Task details :: Nothing in the records may be changed; reproduce all of them.

● ● ●

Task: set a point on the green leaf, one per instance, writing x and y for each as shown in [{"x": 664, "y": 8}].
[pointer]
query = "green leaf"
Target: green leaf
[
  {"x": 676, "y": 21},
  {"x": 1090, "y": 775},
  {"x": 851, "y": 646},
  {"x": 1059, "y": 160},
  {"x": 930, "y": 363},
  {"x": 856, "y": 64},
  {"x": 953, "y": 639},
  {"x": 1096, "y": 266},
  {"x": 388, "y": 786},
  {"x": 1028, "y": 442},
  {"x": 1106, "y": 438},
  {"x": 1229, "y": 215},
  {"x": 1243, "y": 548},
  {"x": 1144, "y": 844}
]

● ● ●

Output of the task ::
Task: set a point on the green leaf, one per instance, writing x and y for each as shown in [{"x": 664, "y": 8}].
[pointer]
query = "green leaf"
Target: green leaf
[
  {"x": 676, "y": 21},
  {"x": 1090, "y": 775},
  {"x": 851, "y": 646},
  {"x": 1059, "y": 160},
  {"x": 930, "y": 363},
  {"x": 856, "y": 64},
  {"x": 953, "y": 639},
  {"x": 1096, "y": 266},
  {"x": 388, "y": 786},
  {"x": 1028, "y": 442},
  {"x": 1106, "y": 438},
  {"x": 1229, "y": 215},
  {"x": 1243, "y": 548},
  {"x": 1144, "y": 844}
]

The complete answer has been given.